'''

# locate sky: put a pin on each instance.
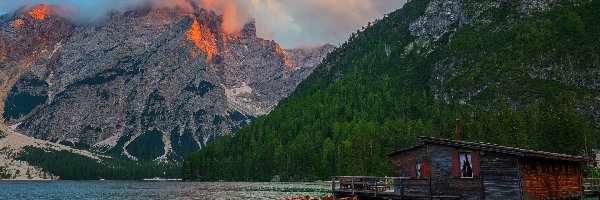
(293, 23)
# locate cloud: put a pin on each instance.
(308, 22)
(293, 23)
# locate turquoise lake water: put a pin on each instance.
(162, 190)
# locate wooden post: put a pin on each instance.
(353, 186)
(333, 184)
(376, 187)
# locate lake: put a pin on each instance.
(162, 190)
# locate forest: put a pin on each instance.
(362, 103)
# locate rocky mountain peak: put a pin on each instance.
(150, 84)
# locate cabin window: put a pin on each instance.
(419, 170)
(466, 165)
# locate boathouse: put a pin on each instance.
(455, 169)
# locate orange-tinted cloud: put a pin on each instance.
(291, 22)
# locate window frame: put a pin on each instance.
(468, 157)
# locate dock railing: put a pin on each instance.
(366, 185)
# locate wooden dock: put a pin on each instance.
(370, 187)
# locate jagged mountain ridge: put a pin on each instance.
(517, 73)
(146, 83)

'''

> _Work required_
Reproduce the items from the line containing "# locate jagged" through the end of the records, inclusive, with "ridge" changed to "crest" and nothing else altered.

> _Written response_
# locate jagged mountain crest: put a pin on each instance.
(517, 73)
(146, 83)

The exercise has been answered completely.